# Available records:
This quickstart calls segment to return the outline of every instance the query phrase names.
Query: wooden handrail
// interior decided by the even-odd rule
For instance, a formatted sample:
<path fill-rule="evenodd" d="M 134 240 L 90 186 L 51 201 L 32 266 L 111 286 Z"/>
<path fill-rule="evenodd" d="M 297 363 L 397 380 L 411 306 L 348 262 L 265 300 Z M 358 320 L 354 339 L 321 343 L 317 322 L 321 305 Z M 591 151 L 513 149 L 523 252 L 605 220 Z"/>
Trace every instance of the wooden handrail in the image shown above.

# Aim:
Convert every row above into a Markdown table with the columns Line No. and Content, numbering the rows in order and leaving out any blank lines.

# In response:
| Line No. | Content |
|---|---|
| 1 | This quickstart calls segment to return the outline of every instance the query phrase names. |
| 2 | Query: wooden handrail |
| 3 | // interior decided by the even-odd rule |
| 4 | For instance, a formatted sample: |
| 5 | <path fill-rule="evenodd" d="M 134 240 L 90 186 L 51 201 L 32 266 L 111 286 Z"/> |
| 6 | <path fill-rule="evenodd" d="M 297 363 L 397 380 L 411 306 L 348 262 L 265 300 Z M 358 320 L 354 339 L 321 343 L 317 322 L 321 305 Z M 591 151 L 513 149 L 523 252 L 605 220 Z"/> |
| 7 | Trace every instance of the wooden handrail in the image shown above. |